Document:
+++
Each year the residents of Airlie Beach celebrate The Blessing of the Fleet on Whit Sunday or Pentecost Sunday.
Tourism
Airlie Beach is a tourist destination, popular with backpackers. Its beach is small and the sea is inhabited by marine stingers, the box jellyfish (Chironex fleckeri) from November to May. In order to provide somewhere for the visitors tourists to swim, the local council, has built a small - medium-sized swimming lagoon on the foreshore, similar to the lagoon found in Cairns. The Airlie Beach Lagoon is 4,300 m2 and 4.5 million litres of self-chlorinated water.
The Great Barrier Reef is somewhat accessible from Airlie Beach, with an array of different types of tours available. Majority of these tours depart from Abell Point Marina but a few depart from the recently completed Port of Airlie. The Abell Point Marina contains 507 berths.
History
The name derived from the former town of Airlie and unbounded locality of Airlie Beach. Airlie was named following a request by the Lands Department in December 1935 for the Proserpine Shire Council to provide a name for a new sub-division on the coast. It is almost certain that the town was named for the parish of Airlie, in Scotland, as the name was suggested by the chairman of the former Proserpine Shire Council, Robert Shepherd, who was born in nearby Montrose, Scotland. The official name was Airlie from 1936 until 1987, when it became Airlie Beach.
+++
Records supplied:

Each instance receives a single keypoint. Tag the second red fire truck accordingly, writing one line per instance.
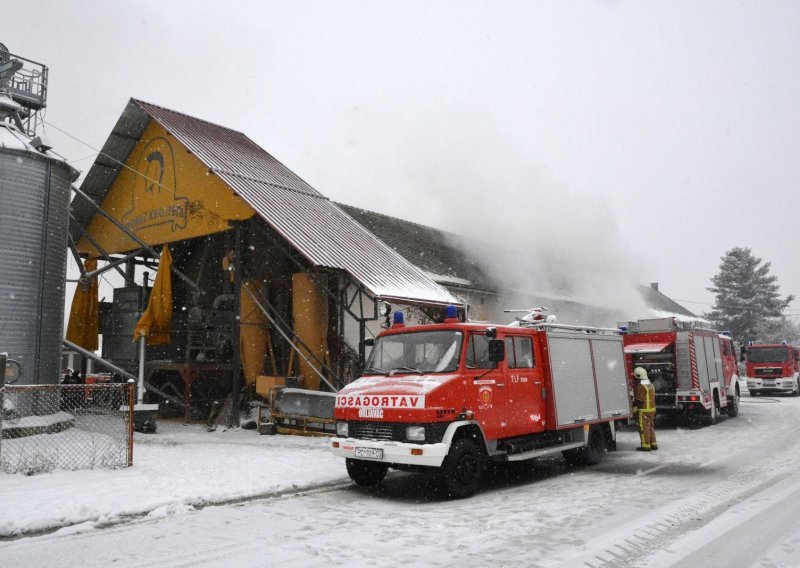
(451, 397)
(694, 370)
(773, 368)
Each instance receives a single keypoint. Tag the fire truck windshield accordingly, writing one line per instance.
(767, 354)
(416, 352)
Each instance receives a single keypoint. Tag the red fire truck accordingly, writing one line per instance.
(450, 397)
(694, 370)
(773, 368)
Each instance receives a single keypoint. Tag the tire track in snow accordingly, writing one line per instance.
(634, 541)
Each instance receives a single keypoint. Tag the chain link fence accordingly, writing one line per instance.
(65, 427)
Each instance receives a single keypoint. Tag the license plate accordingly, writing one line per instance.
(371, 453)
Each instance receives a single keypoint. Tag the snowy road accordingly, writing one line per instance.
(721, 495)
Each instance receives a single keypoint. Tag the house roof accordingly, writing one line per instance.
(439, 253)
(316, 227)
(444, 257)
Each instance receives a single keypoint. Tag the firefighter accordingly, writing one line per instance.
(644, 407)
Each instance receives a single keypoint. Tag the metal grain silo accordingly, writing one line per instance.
(34, 211)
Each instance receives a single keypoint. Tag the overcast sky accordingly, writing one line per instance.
(645, 137)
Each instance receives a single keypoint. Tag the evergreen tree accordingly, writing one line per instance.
(747, 299)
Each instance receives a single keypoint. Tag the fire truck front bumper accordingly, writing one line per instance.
(781, 384)
(429, 455)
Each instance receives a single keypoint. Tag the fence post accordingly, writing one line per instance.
(131, 389)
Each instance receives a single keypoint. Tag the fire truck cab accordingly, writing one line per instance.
(772, 368)
(452, 396)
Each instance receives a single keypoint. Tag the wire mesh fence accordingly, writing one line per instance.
(65, 427)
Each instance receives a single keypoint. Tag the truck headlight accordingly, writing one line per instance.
(415, 433)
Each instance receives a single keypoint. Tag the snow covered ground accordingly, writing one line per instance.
(181, 466)
(721, 495)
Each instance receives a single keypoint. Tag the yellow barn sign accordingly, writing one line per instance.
(163, 194)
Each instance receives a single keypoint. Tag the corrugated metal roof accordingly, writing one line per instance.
(311, 223)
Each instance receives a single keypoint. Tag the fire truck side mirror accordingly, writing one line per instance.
(497, 350)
+++
Tasks:
**a)** Reproduce part of the Airlie Beach passage word for word, starting with "Each year the" and going on through "of self-chlorinated water.".
**b)** In the Airlie Beach passage, who suggested the name Airlie?
The rows are separate material and are unrelated to the Airlie Beach passage.

Solutions below:
**a)**
Each year the residents of Airlie Beach celebrate The Blessing of the Fleet on Whit Sunday or Pentecost Sunday.
Tourism
Airlie Beach is a tourist destination, popular with backpackers. Its beach is small and the sea is inhabited by marine stingers, the box jellyfish (Chironex fleckeri) from November to May. In order to provide somewhere for the visitors tourists to swim, the local council, has built a small - medium-sized swimming lagoon on the foreshore, similar to the lagoon found in Cairns. The Airlie Beach Lagoon is 4,300 m2 and 4.5 million litres of self-chlorinated water.

**b)** Robert Shepherd, the chairman of the former Proserpine Shire Council, suggested it.